(Collected data entries)
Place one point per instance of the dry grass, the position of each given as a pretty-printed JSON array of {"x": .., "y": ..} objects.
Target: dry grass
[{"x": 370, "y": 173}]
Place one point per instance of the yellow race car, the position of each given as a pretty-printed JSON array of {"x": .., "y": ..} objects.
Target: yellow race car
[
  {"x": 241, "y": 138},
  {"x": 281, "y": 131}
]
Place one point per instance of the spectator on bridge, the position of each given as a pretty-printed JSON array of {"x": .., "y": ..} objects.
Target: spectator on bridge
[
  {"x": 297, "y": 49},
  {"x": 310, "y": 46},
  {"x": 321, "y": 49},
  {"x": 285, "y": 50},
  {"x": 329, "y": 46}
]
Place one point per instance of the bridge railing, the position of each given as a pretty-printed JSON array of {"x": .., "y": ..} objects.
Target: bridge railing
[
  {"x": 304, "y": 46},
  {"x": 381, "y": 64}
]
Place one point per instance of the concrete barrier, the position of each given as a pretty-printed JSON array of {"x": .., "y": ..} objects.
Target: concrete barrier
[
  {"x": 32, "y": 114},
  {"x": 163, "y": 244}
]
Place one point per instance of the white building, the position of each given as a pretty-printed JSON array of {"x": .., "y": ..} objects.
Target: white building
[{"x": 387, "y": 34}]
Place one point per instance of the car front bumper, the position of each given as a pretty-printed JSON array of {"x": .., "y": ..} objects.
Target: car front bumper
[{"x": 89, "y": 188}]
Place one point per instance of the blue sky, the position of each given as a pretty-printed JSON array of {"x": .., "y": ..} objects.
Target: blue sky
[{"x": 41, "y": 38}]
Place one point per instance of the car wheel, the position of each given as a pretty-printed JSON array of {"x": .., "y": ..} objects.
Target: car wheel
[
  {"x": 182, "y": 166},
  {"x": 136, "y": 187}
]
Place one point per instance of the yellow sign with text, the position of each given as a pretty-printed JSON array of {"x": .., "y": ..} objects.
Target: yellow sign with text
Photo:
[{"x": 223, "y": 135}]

- **THE PROBLEM**: Copy these lines word for word.

- **SOLUTION TO THIS PROBLEM**:
Place one point per instance of the dry grass, the position of each given as a pretty-printed JSON array of {"x": .., "y": ..} objects.
Target: dry grass
[{"x": 370, "y": 173}]
Place one point per instance of the yellow race car, the position of each given as a pretty-printed JSON array of {"x": .., "y": ..} objects.
Target: yellow race car
[
  {"x": 241, "y": 138},
  {"x": 281, "y": 131}
]
Place one point per instance of the spectator on bridge, the position of each given as a pretty-printed JSON array of {"x": .., "y": ..} objects.
Target: spectator on bridge
[
  {"x": 297, "y": 49},
  {"x": 310, "y": 46},
  {"x": 321, "y": 49},
  {"x": 285, "y": 50},
  {"x": 329, "y": 46}
]
Place one point per instance of the bridge railing, the position of each given as a pretty-printed JSON array of {"x": .., "y": ..} objects.
Target: bridge railing
[
  {"x": 304, "y": 46},
  {"x": 381, "y": 64}
]
Place one point per instance of the concrete barrier, the position of each given as a pretty-printed JSON array of {"x": .., "y": ..} objects.
Target: concrete barrier
[
  {"x": 32, "y": 114},
  {"x": 163, "y": 244}
]
Place one point per instance of the white building, the position of each given as a pretty-printed JSON array of {"x": .., "y": ..} objects.
Target: white building
[{"x": 387, "y": 34}]
Place one point per instance of the car front bumper, the position of each given as a pretty-printed JSON array of {"x": .., "y": ..} objects.
Target: car front bumper
[{"x": 89, "y": 188}]
Place one point per instance of the blue sky, the position of each given as a pretty-printed JSON array of {"x": .., "y": ..} objects.
Target: blue sky
[{"x": 41, "y": 38}]
Place one point per instance of the car wheel, the position of each given as a pretty-printed JSON array of {"x": .., "y": ..} objects.
Target: car wheel
[
  {"x": 182, "y": 166},
  {"x": 136, "y": 187}
]
Place one point per instance of the yellow sign with text, the position of each given as a pretty-printed JSON array of {"x": .., "y": ..} objects.
Target: yellow sign with text
Photo:
[{"x": 223, "y": 135}]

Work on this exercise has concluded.